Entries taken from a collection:
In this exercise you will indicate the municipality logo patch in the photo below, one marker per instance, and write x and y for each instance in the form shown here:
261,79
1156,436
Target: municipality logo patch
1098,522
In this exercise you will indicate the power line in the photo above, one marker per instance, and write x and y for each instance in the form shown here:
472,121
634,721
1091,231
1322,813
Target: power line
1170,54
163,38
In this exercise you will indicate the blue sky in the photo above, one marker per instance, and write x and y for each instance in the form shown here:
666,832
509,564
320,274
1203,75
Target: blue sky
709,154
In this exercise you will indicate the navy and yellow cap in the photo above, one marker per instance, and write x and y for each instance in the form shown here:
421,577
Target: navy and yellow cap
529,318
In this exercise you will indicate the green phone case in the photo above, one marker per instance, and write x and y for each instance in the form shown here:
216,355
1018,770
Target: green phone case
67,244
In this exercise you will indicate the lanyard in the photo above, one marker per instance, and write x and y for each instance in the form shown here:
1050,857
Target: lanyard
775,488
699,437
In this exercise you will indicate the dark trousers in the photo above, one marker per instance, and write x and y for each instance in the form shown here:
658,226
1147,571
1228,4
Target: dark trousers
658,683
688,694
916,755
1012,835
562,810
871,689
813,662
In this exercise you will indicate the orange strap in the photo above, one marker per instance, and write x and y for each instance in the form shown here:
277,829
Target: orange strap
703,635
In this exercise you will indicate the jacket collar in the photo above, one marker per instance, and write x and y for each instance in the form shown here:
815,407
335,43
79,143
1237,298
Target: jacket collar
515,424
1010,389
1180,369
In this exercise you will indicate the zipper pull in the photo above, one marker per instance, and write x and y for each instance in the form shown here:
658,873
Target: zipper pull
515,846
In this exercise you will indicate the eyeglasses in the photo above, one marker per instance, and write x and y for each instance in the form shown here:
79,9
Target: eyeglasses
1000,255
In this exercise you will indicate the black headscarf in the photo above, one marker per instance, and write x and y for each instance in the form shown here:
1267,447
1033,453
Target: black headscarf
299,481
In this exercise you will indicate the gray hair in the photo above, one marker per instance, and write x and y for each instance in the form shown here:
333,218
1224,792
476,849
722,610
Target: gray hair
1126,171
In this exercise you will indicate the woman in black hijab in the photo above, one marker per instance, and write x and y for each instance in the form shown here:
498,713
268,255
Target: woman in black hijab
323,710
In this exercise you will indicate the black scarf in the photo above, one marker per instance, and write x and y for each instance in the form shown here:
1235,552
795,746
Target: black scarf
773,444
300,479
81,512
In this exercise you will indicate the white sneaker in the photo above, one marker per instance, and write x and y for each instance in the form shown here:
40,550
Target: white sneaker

◆ Aim: Output each entry precisely as given.

◆ Result:
In this exercise you will indicate the municipality logo patch in the photo below, one marker per instance, and write x and y for each instance in the form shown here:
261,79
1156,436
Target: municipality logo patch
1098,522
In this exercise you will indicate the power line in the photo above, one marker per instance, and write x and y for each instance in the form shown here:
472,121
634,721
1091,231
1322,813
Target: power line
1170,54
163,38
In this exercise you will indicate the blue sky in the photo above, one marker per instance, and write x and y for each instance in the form shown here:
666,832
509,564
320,274
1203,75
Target: blue sky
709,154
In this exercise you will indicate the navy and yellow cap in the photo above, one marker per instance, and write x and y for each instance in the form shown here:
421,577
Target: navy and yellow cap
529,318
In this exercise you will indicate the green phone case in the photo above, one marker per instance, and write x and y for each instance in the form shown here:
216,355
1018,770
Target: green phone case
67,244
In this exercise you will indicate the lanyard in the photo above, one marker per instance, and write x and y for each instance in the form shown here:
1050,857
Target: lanyard
775,488
699,437
In this exercise you will indicate the dark trousers in the photo above, one marker per instance, and write x and y for each instance in the form shown here:
658,226
1147,571
1228,4
Target: dark trousers
658,683
688,694
916,755
1012,835
562,810
871,689
813,662
In this exercise you will indicate the orange strap in the photo above, one marker per instance, and write x and y for each instance in the form shown here:
277,829
Target: orange strap
703,635
In this exercise you will indicate the jacket collar in the photo above, one marker per instance, and write x and y for each instance in the form shown here:
815,407
335,43
79,143
1237,298
Target: jacket collar
515,424
1010,389
1180,369
In this exercise you will indicate the zipper pull in the photo above, one marker per instance, and write x and y for each instance in the form shown here:
658,873
Target: zipper pull
515,846
In this exercise you will indicate the eyeglasses in the photo above, one marker per instance, and write x and y for each instance in the form shown here:
79,9
Target: eyeglasses
1000,255
In this exercise you will indicate the black headscarf in the photo above, one marker per instance, and write x and y for each instance in the form shown here:
1267,447
1033,453
Target: black headscarf
299,481
In this exercise you will indicate the gray hair in the photo above, one marker per instance, and write x and y for each instance in the form shown here:
333,218
1224,792
476,849
722,610
Target: gray hair
1126,171
In this exercise you will indicate the woman in black hijab in the photo above, one marker per instance, and write x and y for each instance in the form shown here:
498,713
268,255
Target: woman in black hijab
323,710
In this exercise you will indicate the black scarf in the photo above, one marker per instance, and write x and y for each instance in the form shown here:
1235,552
795,746
Target: black scarf
773,444
300,479
81,512
In this exercise you will indicate the white sneaker in the photo above, one marker per instance, and write x and y for each instance in the form shown here:
40,550
Target: white sneaker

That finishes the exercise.